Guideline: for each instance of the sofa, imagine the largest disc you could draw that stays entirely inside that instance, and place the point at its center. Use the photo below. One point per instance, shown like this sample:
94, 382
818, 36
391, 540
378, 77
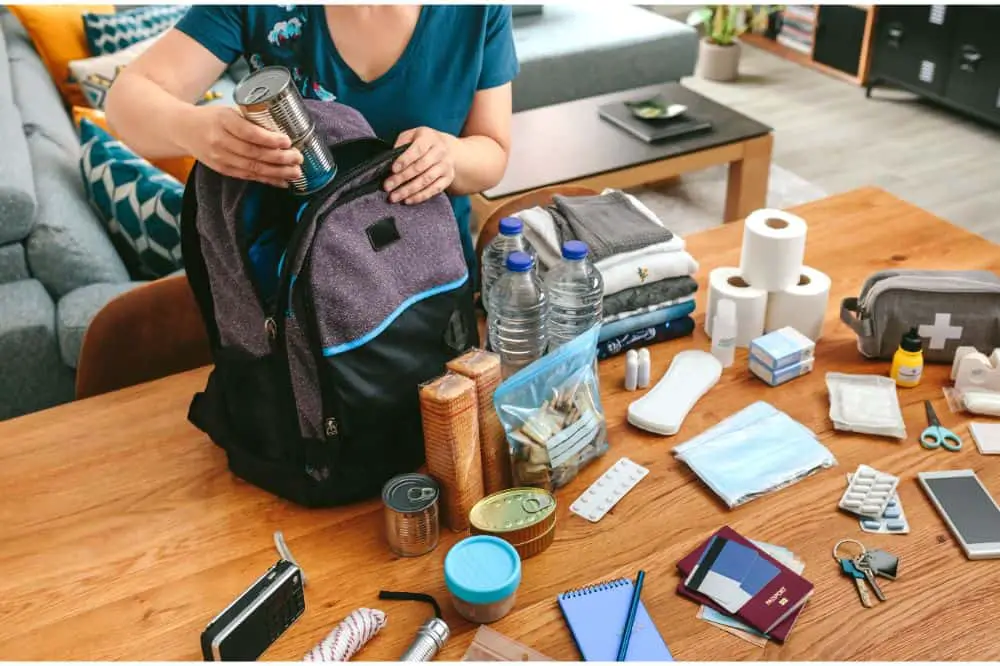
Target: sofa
58, 266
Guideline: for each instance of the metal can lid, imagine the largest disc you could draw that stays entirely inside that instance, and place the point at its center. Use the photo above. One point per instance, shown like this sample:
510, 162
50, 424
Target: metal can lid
262, 85
514, 509
408, 493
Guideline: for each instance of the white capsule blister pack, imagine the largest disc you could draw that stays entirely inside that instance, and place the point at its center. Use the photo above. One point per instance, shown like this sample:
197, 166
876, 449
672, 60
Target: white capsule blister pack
603, 494
869, 492
892, 521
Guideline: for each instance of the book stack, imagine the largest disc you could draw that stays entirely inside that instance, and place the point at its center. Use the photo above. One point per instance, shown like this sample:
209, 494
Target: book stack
797, 26
744, 588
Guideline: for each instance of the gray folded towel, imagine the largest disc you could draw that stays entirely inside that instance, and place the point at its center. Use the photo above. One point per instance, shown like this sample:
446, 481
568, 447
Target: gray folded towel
608, 223
661, 291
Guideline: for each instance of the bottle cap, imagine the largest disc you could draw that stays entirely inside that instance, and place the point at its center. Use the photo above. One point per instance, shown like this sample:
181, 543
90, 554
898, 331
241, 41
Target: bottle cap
575, 250
510, 226
519, 262
911, 341
482, 569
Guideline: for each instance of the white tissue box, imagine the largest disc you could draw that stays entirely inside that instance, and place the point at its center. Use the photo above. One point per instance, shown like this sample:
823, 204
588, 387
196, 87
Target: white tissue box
782, 348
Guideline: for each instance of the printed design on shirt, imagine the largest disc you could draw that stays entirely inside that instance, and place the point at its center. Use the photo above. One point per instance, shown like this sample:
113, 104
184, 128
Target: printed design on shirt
284, 32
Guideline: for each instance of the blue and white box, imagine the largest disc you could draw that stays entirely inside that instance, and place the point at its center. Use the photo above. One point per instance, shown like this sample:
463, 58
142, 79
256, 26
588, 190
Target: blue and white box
783, 348
785, 374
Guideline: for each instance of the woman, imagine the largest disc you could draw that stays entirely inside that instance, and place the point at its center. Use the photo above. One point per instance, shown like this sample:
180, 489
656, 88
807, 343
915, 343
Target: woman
436, 77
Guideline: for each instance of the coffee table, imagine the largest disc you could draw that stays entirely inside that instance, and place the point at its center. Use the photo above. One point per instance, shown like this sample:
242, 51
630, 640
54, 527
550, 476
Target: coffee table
570, 144
123, 533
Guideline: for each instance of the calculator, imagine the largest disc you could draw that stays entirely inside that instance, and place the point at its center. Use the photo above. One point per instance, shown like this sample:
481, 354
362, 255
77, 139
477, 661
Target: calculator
249, 625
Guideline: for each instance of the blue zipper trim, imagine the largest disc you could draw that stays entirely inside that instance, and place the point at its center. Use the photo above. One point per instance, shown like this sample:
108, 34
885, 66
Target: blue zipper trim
409, 302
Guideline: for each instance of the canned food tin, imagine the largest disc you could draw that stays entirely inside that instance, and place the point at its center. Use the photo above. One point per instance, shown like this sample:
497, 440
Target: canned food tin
269, 99
318, 168
520, 516
411, 514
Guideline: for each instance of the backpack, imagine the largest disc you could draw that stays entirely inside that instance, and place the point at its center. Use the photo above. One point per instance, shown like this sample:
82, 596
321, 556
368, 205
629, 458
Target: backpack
324, 314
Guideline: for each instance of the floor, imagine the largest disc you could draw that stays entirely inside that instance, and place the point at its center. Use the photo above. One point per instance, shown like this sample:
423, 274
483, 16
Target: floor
828, 134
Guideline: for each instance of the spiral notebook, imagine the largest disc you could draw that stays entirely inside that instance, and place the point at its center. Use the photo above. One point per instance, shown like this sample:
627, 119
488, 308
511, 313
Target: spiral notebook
596, 617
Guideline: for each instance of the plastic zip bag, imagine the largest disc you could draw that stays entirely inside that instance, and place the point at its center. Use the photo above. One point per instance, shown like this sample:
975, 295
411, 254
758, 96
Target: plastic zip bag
552, 415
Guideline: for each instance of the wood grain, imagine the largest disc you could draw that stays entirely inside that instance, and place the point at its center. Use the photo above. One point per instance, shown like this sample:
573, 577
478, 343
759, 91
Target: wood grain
124, 533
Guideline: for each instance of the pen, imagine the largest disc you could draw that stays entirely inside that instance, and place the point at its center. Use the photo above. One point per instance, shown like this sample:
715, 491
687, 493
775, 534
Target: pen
627, 634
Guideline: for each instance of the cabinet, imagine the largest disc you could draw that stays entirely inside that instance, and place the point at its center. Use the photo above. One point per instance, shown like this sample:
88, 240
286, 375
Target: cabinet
949, 54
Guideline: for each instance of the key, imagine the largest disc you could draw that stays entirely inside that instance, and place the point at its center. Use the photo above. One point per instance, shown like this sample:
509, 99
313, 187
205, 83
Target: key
851, 570
864, 567
882, 563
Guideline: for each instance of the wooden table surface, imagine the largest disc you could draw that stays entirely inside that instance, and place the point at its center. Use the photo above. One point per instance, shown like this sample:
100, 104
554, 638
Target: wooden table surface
122, 533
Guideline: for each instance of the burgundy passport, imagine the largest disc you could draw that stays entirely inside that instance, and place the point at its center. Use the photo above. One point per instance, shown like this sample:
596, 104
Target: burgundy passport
764, 612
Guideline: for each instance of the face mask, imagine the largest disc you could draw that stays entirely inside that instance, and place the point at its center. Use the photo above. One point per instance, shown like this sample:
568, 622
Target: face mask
754, 452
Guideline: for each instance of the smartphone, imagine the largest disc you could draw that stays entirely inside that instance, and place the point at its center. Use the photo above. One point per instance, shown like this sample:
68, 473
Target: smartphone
971, 513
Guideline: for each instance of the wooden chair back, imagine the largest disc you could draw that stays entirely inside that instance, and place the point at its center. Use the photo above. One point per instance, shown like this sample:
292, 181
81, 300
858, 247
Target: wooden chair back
149, 332
542, 197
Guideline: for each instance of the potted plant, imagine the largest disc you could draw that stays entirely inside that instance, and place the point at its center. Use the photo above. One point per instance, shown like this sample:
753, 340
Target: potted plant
719, 48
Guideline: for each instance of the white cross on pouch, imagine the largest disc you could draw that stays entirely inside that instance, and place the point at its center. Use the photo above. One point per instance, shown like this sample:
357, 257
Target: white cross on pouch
940, 331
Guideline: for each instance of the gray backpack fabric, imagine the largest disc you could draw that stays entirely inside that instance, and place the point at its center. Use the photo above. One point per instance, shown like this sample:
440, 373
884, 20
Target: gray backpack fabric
949, 309
324, 314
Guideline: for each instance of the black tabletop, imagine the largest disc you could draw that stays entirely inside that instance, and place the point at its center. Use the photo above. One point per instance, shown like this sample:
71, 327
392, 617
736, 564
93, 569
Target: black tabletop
566, 142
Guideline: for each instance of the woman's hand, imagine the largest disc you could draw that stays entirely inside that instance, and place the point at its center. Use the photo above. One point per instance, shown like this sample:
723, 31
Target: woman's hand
425, 169
221, 138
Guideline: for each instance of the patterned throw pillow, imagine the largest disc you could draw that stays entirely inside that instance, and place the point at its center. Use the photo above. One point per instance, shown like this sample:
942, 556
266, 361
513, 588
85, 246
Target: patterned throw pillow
140, 204
108, 33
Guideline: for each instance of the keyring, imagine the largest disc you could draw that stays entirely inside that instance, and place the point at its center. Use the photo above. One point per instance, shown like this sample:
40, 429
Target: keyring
842, 542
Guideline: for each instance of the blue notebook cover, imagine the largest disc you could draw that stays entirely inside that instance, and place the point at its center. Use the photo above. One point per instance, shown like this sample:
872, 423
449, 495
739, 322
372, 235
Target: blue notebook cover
596, 617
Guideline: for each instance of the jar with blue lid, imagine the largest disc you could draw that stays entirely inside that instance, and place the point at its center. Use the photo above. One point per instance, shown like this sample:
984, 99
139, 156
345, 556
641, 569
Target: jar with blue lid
483, 574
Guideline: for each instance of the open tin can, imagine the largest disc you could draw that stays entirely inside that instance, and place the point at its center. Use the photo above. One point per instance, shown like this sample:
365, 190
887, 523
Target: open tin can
411, 514
523, 517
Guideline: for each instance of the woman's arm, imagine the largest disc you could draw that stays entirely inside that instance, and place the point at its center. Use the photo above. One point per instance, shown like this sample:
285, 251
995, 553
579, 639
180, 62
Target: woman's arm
151, 108
474, 162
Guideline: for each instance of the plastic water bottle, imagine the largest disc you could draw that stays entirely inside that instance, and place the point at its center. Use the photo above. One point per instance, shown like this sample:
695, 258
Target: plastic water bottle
------------------------------
**Görev Tanımı**.
"Guideline: for each instance of the open" ifadesini içeren satırdan başlayarak kayıtların sonuna kadar olan her şeyi, bu ilk satır ve son satır da dâhil olmak üzere, hiçbir değişiklik yapmadan yineleyiniz.

**Eksiksiz Yanıt**.
Guideline: for each instance of the open tin can, imagine the largest disc you could draw that stays entirely inside that instance, and place the point at its center. Use the photo above. One point per instance, shown like this sample:
365, 190
887, 523
Target: open tin can
411, 514
523, 517
Guideline: for each instance of the woman's arm, imagine the largest disc you could draw that stays entirely inside that instance, and place the point at its center. Use the photo above. One point per instance, shown like this sample:
285, 251
995, 553
579, 639
180, 62
Target: woman's arm
151, 108
474, 162
Guideline: for each instance of the plastic water bottle, imagine the largest disc you could draw that stays entirely inside that instance, and place the point at its center. Use the photo above. One point per instance, shown like this sample:
695, 258
Target: plastic water bottle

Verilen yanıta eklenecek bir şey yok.